_WHAT THE TASK ASKS:_
Reproduce exactly, from the data that follows, the line with "Target: gray throw pillow", the line with "column 85, row 421", and every line that lies between them.
**** GIVEN RECORDS
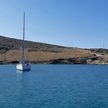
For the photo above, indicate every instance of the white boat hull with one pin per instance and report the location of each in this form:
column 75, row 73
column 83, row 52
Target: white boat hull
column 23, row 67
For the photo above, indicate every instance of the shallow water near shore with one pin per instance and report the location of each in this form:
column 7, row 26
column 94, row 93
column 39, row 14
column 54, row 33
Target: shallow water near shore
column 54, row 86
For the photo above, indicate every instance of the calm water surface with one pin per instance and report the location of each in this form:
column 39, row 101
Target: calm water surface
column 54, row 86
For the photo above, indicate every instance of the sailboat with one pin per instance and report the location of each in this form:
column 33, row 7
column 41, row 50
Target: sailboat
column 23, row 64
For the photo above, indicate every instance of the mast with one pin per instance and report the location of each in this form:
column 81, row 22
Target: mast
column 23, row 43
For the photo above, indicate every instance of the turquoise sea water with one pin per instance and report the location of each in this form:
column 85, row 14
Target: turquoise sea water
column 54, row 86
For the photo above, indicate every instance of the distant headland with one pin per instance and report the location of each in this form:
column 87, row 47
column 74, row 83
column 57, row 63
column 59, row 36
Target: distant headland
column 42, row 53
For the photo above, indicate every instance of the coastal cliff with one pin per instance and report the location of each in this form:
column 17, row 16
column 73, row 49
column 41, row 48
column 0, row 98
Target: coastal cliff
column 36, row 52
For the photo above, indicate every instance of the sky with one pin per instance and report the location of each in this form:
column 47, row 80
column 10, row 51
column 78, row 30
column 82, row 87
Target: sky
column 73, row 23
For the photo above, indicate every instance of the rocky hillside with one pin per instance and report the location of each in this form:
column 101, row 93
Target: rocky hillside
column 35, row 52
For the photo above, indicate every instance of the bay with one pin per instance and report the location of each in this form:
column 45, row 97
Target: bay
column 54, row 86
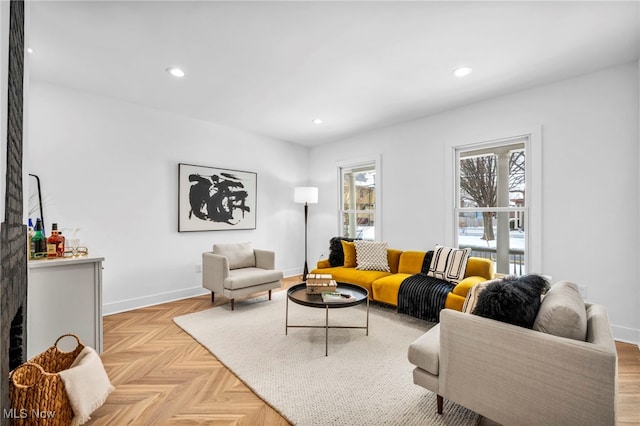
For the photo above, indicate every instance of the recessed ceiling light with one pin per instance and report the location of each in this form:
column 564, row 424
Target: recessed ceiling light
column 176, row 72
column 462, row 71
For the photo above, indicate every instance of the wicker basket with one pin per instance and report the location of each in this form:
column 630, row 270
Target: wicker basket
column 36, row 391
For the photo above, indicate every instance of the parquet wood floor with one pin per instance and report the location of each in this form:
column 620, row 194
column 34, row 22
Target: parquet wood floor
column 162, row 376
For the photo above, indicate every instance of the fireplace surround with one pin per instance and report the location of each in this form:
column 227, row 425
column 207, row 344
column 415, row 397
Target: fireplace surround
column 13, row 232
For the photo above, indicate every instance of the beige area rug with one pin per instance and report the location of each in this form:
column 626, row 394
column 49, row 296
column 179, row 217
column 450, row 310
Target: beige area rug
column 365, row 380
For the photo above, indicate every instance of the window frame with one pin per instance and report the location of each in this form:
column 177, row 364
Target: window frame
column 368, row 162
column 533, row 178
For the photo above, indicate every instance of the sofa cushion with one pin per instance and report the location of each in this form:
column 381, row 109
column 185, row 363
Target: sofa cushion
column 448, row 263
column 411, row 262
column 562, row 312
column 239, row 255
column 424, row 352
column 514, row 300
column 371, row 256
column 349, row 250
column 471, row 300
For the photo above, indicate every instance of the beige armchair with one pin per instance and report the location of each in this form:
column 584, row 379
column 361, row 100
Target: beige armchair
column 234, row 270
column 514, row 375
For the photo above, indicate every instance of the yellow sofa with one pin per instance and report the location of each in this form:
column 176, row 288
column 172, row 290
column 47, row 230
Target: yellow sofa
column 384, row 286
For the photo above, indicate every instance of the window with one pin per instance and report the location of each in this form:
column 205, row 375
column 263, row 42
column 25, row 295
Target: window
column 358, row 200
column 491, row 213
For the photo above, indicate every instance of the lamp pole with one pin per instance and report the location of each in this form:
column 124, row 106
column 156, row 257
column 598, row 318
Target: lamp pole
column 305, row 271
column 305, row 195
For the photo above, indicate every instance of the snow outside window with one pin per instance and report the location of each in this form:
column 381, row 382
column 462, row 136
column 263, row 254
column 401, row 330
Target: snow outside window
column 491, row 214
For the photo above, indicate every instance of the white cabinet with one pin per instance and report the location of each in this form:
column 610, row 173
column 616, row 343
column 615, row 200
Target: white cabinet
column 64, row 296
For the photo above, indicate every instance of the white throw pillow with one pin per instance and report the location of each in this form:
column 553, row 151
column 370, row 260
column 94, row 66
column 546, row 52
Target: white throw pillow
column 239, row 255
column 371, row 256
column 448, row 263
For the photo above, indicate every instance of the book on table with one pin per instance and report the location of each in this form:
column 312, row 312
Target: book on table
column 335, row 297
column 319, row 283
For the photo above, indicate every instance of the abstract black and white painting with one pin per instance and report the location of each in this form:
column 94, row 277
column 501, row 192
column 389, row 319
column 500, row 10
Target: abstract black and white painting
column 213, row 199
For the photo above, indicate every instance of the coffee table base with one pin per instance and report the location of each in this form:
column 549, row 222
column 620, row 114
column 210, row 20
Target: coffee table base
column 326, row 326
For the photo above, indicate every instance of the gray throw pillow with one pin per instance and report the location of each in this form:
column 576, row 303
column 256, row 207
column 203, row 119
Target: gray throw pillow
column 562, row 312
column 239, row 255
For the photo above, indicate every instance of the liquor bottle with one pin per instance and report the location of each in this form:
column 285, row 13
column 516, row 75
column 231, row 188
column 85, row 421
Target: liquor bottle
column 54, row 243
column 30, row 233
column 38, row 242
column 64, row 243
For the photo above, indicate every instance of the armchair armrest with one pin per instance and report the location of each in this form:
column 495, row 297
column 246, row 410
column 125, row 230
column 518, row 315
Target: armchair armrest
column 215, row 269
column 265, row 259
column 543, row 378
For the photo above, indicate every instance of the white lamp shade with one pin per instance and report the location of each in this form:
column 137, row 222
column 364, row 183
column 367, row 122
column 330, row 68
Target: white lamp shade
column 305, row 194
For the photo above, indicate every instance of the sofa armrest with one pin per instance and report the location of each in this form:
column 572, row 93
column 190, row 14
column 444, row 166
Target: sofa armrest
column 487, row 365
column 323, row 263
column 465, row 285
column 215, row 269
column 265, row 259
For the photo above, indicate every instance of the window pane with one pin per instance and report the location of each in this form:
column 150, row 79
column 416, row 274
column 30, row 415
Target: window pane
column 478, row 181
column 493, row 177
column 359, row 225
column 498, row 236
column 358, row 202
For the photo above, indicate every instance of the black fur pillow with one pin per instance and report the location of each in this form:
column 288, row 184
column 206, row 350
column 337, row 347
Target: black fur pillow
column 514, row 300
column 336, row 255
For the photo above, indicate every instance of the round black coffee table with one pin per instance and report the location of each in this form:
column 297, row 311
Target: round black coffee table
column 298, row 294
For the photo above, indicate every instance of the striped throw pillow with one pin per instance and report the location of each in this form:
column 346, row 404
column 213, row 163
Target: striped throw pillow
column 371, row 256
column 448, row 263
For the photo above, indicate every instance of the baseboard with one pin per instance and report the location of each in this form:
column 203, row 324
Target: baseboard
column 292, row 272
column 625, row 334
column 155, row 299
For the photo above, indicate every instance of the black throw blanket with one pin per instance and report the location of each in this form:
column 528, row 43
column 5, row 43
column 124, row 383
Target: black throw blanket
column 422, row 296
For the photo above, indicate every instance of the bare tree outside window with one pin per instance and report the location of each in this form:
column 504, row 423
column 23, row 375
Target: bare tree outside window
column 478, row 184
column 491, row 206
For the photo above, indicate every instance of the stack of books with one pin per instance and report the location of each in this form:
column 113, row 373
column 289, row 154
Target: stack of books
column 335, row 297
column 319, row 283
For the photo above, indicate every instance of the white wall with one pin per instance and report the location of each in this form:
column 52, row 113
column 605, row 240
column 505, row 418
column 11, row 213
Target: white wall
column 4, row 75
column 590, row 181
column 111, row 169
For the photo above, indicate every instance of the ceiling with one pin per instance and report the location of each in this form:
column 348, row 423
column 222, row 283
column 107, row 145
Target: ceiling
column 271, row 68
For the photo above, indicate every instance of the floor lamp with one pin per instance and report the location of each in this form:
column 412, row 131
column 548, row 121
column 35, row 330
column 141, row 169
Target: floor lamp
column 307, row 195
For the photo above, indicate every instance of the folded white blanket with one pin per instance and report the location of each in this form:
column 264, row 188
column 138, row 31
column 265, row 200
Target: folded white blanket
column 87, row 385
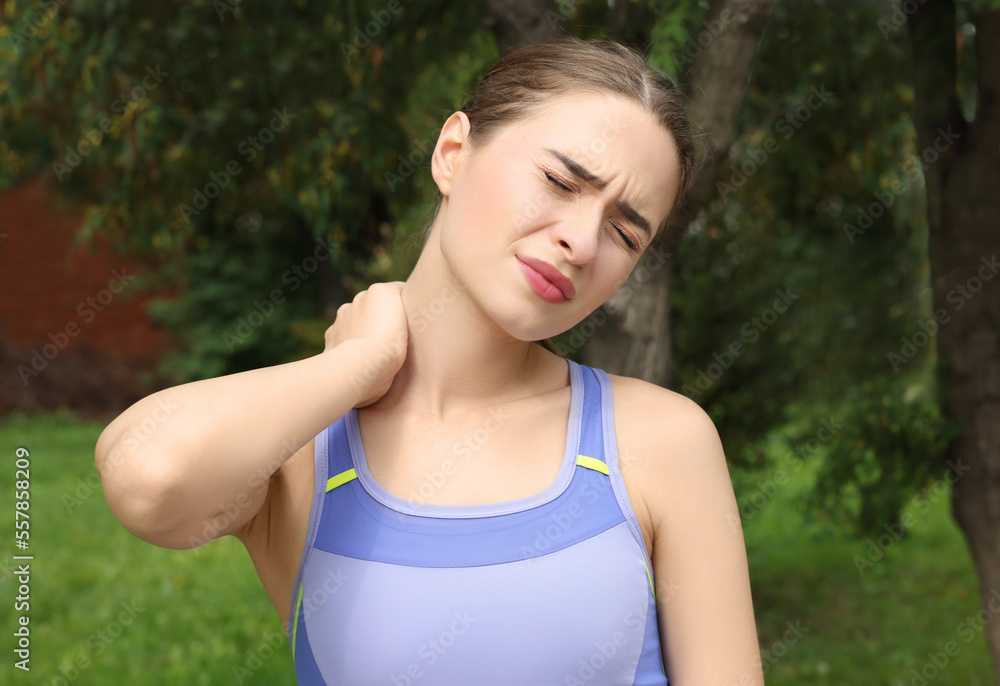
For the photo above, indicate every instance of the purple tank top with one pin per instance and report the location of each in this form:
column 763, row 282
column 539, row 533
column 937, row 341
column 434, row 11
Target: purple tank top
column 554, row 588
********
_EXPECTED OUTPUT:_
Target: gray throw pillow
column 562, row 312
column 239, row 255
For the photo above, indicate every instance of the liquor bottle with one pin per instance and report the location of each in this form:
column 285, row 13
column 516, row 75
column 231, row 188
column 85, row 421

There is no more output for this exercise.